--- YOUR OBJECTIVE ---
Write what comes next in the excerpt on gypsum panels made with sesame stems, starting after its final sentence.

--- SOURCE DOCUMENT ---
[Start]
DOI: 10.15376/biores.17.4.5695-5706
Keywords: Sesame stem; Lignocellulosic material; Gypsum; Wollastonite
Contact information: a: Department of Wood Industry, Technical and Vocational University (TVU), Tehran, Iran; b: Department of Wood and Paper Science & Technology, Faculty of Natural Resources, University of Tehran, Karaj, Iran; *Corresponding author: hasanpoortichi@gmail.com
INTRODUCTION
Gypsum panels are made from a combination of lignocellulosic or wood material and synthetic gypsum. The cost of producing these boards is low with the use of these natural materials. The cost of gypsum-wood composite board is about half the price of particle board made using urea formaldehyde resin. Therefore, this product has a high competitive power.
Advantages of gypsum board production include low energy consumption in the manufacturing process and low cost in production and consumption. A great deal of lignocellulosic materials from agricultural waste, such as wheat and sesame stems, in cultivation areas are produced annually. According to the Ministry of Agriculture Jihad of Iran, the area under sesame cultivation in Iran is 51,610 hectares per year, which produces 200 tons of sesame stems annually (Ahmadi et al. 2017).
[End]
--- INFORMATION GIVEN ---
[Start]
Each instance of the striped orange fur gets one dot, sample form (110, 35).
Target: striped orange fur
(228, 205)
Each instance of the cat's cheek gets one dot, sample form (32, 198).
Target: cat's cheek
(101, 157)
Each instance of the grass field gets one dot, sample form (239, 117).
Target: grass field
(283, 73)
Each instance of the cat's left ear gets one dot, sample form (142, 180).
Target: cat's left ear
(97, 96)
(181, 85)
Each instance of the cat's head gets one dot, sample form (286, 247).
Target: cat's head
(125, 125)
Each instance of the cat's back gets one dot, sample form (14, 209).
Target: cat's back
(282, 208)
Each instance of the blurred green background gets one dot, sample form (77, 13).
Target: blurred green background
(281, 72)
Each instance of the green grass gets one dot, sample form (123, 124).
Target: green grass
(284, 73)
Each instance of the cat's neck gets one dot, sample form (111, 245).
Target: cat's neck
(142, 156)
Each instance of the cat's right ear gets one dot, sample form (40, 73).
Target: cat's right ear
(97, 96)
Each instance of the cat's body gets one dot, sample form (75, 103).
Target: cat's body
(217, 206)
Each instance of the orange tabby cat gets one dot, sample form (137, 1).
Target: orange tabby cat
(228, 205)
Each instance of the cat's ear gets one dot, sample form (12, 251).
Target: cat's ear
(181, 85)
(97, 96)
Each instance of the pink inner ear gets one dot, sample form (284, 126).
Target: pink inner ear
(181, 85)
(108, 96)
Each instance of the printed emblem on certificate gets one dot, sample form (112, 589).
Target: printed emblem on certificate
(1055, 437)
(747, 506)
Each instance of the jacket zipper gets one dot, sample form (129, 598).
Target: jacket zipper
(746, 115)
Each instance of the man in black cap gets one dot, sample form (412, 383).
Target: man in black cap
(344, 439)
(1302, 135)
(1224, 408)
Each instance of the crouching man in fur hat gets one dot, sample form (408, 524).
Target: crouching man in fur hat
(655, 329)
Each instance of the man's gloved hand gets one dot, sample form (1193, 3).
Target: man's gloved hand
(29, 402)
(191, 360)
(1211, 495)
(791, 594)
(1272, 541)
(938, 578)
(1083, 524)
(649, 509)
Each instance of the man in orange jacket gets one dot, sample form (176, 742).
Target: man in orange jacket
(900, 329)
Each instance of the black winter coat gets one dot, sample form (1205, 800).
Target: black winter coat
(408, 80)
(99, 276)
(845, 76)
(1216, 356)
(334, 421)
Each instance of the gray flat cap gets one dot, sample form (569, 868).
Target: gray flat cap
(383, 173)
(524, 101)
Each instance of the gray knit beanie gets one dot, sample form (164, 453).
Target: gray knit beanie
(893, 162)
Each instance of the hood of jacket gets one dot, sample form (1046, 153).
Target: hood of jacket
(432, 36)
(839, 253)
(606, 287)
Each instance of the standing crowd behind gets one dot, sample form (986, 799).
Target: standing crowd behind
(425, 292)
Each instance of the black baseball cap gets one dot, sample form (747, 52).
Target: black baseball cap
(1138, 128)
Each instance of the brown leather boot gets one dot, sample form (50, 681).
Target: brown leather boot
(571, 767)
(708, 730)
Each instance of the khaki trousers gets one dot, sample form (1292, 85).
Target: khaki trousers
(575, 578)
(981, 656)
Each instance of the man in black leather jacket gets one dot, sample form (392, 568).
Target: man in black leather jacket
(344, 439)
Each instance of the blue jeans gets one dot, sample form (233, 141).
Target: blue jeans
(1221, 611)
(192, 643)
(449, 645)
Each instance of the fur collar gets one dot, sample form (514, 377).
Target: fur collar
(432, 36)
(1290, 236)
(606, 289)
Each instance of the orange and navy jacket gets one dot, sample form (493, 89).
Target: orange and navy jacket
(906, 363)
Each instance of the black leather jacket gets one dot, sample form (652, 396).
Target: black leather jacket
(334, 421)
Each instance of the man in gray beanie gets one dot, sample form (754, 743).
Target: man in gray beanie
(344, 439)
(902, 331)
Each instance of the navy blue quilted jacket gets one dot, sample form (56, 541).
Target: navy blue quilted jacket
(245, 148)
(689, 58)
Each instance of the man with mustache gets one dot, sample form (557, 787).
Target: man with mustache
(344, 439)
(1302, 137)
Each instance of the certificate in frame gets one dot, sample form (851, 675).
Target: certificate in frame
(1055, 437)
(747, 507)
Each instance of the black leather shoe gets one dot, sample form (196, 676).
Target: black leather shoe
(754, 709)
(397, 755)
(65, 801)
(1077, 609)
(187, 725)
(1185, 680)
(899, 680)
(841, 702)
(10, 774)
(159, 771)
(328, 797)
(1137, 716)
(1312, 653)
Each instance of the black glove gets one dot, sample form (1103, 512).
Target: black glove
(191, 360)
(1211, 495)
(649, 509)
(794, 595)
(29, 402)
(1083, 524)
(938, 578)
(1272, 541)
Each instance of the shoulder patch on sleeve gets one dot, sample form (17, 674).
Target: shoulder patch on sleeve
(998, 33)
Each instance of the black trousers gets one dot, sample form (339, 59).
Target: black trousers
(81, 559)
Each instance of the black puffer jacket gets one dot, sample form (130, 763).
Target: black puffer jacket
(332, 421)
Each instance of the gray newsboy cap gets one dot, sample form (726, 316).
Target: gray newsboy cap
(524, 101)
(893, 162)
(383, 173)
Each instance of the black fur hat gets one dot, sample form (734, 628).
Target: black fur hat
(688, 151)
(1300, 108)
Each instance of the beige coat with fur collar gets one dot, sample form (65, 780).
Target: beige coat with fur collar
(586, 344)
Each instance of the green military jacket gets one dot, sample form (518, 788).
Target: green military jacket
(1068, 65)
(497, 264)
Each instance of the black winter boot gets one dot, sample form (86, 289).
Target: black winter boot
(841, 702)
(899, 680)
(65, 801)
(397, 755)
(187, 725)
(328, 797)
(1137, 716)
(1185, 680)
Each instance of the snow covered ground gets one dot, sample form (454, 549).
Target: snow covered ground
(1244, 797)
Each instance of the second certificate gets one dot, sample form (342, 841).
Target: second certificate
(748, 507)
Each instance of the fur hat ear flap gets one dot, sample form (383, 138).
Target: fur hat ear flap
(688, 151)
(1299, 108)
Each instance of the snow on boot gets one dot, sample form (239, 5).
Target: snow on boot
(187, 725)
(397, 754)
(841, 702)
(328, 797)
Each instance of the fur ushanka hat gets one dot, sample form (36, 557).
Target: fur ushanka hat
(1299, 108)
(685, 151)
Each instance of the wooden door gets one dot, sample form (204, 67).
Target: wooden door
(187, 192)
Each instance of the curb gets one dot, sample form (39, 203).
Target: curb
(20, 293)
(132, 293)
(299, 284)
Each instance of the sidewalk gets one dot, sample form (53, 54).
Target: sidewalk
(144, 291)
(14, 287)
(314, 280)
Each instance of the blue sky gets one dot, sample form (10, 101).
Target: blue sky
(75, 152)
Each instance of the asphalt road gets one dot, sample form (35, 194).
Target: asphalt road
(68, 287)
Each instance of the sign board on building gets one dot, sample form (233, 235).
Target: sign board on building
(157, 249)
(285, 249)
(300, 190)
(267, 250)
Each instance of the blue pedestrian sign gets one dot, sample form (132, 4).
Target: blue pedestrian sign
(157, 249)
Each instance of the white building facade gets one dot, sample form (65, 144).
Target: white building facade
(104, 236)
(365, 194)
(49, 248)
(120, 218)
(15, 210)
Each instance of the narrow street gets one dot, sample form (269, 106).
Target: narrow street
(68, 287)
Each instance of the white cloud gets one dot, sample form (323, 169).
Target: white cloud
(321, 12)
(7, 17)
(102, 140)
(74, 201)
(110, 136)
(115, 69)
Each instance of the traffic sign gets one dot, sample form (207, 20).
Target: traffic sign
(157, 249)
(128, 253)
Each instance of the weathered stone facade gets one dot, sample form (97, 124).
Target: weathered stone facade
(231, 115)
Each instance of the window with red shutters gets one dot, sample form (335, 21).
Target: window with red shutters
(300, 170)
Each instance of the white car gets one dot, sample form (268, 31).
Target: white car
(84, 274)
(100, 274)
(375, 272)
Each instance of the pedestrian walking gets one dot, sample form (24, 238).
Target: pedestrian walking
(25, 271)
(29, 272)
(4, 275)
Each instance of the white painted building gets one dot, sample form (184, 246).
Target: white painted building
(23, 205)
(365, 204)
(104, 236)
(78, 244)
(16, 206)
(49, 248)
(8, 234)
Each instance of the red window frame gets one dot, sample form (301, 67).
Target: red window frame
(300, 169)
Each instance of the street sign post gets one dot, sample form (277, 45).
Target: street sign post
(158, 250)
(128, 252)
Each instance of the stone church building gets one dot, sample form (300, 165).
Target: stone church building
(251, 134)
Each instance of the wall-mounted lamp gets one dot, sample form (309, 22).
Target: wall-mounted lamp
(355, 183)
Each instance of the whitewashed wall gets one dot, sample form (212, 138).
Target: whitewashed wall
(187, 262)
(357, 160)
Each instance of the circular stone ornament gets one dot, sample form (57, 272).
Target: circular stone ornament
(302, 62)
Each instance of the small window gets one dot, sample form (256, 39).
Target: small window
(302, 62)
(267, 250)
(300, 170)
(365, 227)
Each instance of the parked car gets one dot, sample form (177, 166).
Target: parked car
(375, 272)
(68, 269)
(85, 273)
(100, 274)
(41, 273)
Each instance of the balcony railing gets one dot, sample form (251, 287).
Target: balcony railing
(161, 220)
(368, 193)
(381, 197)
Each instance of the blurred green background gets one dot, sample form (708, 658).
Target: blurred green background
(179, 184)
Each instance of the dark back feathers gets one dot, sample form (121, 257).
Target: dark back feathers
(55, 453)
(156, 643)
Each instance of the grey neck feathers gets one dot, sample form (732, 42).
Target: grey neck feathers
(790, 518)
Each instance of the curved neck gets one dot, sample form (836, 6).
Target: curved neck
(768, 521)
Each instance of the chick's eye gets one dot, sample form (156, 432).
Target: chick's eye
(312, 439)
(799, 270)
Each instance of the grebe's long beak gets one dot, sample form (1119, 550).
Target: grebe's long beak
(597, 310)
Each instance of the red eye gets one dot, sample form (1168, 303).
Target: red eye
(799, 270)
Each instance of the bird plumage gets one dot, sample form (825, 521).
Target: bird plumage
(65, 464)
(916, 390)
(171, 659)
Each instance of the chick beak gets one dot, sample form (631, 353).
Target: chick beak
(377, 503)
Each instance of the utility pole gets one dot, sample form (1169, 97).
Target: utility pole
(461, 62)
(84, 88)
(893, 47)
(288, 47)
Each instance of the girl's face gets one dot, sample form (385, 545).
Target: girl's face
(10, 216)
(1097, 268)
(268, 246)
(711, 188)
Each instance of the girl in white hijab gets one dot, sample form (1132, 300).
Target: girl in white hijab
[End]
--- SOLVED EXERCISE ---
These waste materials can be considered as an alternative primary substance for minerals of organic materials to produce mineral wood composites. The main problem of a gypsum composite is the incompatibility of lignocellulosic fibers with gypsum. The presence of extractive materials in wood and agricultural waste reduces the hydration acceleration of gypsum. Species containing more than 7% of the extractives can be considered as incompatible materials (Hachmi and Moslemi 1982). Compounds of the extractives can delay the hydration. Today, to reduce the incompatibility of wood chips and agricultural waste (lignocellulosic materials) with gypsum, it is suggested that extractives are removed from wood using hot water, followed by adding inorganic nanomaterials such as nano-silica and wollastonite, and other chemical additives (Moslemi et al. 1983; Zhengtian and Moslemi 1985). Wollastonite is typically high in purity because most ores must be beneficiated by wet processing, high-intensity magnetic separation, and/or heavy media separation to remove accessory minerals. The minerals most commonly found associated with wollastonite are calcite (calcium carbonate), diopside (calcium magnesium silicate), and garnet (calcium aluminum silicate). Wollastonite is hard, white, and alkaline (pH 9.8). It is exploited for its chemistry as a source of CaO and SiO2, and its low ignition loss, low oil absorption, low moisture absorption, and fire-retardant properties (Ciullo et al. 1997). Tichi et al. (2020) found that wollastonite shows numerous positive effects on the physical, mechanical, and morphological properties of gypsum composites. The results from this study show that physical and mechanical properties of boards increased with increasing wollastonite content.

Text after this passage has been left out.